(Referring expression data)
________

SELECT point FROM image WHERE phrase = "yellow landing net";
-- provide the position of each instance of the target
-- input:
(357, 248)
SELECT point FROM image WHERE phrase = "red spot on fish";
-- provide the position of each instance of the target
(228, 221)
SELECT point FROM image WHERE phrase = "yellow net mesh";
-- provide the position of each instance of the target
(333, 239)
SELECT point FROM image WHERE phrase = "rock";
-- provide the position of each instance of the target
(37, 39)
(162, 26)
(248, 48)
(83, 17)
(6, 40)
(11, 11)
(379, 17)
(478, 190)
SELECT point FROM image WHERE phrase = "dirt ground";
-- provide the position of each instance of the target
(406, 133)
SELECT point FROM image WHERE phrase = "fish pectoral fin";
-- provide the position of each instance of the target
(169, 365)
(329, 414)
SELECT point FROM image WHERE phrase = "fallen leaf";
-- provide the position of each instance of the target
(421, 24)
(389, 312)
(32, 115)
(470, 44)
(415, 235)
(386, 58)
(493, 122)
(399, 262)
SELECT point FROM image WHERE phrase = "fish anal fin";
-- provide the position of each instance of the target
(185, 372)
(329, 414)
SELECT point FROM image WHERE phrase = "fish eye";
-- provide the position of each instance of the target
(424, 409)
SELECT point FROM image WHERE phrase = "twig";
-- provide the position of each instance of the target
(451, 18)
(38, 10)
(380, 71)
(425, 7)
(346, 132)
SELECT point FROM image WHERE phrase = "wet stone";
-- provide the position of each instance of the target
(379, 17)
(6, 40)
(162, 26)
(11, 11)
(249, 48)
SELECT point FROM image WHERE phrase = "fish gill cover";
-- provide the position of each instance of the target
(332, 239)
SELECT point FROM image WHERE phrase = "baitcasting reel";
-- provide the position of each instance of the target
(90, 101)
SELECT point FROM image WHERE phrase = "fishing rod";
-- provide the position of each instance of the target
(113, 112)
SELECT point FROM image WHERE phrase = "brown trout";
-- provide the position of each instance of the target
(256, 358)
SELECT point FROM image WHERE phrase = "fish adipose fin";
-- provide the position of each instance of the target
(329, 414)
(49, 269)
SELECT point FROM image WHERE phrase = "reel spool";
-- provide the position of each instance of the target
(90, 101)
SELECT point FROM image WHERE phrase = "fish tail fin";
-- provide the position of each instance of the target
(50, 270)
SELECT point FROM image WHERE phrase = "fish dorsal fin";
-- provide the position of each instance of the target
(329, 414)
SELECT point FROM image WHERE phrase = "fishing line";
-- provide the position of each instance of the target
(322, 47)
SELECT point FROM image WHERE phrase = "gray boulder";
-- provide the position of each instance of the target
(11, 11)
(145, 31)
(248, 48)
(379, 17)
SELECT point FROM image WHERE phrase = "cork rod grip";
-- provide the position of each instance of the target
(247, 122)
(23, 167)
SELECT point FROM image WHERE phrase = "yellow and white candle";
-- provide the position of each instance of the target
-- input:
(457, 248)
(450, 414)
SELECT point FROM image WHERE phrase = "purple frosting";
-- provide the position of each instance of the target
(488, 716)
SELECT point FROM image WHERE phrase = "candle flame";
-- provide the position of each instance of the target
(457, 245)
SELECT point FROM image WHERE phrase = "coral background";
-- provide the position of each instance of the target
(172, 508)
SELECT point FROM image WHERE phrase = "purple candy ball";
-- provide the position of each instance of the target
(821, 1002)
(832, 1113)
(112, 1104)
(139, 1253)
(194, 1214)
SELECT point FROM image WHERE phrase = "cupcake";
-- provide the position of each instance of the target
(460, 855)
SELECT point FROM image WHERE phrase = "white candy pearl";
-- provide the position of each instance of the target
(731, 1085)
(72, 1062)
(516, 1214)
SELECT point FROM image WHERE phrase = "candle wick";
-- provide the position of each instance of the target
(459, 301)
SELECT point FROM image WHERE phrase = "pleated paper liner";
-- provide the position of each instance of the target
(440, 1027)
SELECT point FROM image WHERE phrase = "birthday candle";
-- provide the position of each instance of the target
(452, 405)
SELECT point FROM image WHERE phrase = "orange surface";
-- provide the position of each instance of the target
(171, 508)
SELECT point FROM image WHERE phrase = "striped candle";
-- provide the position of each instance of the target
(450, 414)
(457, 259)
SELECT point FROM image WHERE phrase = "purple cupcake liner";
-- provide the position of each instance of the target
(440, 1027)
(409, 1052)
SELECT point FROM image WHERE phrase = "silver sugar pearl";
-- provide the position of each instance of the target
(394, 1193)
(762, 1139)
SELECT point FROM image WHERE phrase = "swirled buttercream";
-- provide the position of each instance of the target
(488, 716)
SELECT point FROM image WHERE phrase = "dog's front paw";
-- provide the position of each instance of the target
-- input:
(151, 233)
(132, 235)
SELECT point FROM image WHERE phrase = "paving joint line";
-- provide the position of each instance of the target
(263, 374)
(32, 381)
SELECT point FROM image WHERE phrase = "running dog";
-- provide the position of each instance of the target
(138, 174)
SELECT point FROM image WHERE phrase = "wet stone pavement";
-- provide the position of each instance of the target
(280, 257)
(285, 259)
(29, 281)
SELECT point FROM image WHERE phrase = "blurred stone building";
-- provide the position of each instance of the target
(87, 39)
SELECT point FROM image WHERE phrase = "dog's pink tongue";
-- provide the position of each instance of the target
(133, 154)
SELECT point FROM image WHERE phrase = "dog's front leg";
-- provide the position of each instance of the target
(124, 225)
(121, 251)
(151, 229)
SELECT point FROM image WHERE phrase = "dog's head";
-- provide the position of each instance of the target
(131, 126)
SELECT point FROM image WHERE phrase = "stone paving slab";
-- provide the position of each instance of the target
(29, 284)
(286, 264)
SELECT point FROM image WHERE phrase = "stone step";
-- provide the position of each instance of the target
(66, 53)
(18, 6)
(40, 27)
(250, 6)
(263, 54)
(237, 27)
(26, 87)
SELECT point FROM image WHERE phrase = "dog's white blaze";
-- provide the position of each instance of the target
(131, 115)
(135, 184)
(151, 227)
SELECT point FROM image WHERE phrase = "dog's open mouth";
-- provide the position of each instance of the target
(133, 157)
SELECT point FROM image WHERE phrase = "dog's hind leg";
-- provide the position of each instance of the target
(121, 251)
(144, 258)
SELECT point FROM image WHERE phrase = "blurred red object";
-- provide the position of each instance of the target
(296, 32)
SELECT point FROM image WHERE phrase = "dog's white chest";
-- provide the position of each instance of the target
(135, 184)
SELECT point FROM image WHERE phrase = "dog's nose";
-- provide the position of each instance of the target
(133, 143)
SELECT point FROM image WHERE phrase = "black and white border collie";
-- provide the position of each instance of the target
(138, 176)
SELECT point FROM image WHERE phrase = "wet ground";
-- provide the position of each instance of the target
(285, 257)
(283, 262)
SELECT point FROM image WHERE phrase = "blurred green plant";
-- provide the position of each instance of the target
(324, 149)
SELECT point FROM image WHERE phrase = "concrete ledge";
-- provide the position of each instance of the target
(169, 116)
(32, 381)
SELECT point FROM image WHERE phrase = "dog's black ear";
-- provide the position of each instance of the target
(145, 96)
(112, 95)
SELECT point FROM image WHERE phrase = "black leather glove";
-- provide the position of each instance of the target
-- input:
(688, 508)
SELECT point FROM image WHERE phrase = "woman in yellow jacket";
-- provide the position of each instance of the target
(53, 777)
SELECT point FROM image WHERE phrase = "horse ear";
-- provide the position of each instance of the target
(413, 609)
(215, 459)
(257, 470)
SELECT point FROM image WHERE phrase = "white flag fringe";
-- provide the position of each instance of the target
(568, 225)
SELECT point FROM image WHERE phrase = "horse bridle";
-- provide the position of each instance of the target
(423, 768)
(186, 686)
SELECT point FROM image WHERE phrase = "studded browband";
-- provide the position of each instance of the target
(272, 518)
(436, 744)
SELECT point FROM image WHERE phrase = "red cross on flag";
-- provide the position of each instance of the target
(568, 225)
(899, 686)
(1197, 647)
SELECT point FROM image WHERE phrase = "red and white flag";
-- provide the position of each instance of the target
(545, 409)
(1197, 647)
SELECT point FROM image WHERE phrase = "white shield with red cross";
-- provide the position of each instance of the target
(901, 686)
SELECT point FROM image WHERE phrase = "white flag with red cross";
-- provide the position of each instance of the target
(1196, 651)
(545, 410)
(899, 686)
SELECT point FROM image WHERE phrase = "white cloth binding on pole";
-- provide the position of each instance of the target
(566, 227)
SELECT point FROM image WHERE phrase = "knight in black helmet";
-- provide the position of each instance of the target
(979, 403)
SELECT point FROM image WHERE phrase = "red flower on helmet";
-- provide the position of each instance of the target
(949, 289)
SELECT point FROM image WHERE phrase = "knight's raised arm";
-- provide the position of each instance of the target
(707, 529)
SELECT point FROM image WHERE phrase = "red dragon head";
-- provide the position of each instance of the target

________

Exercise requirements:
Find the word "black" in the entries, and copy every line it shows up in.

Solved exercise:
SELECT point FROM image WHERE phrase = "black and white border collie";
SELECT point FROM image WHERE phrase = "dog's black ear";
SELECT point FROM image WHERE phrase = "black leather glove";
SELECT point FROM image WHERE phrase = "knight in black helmet";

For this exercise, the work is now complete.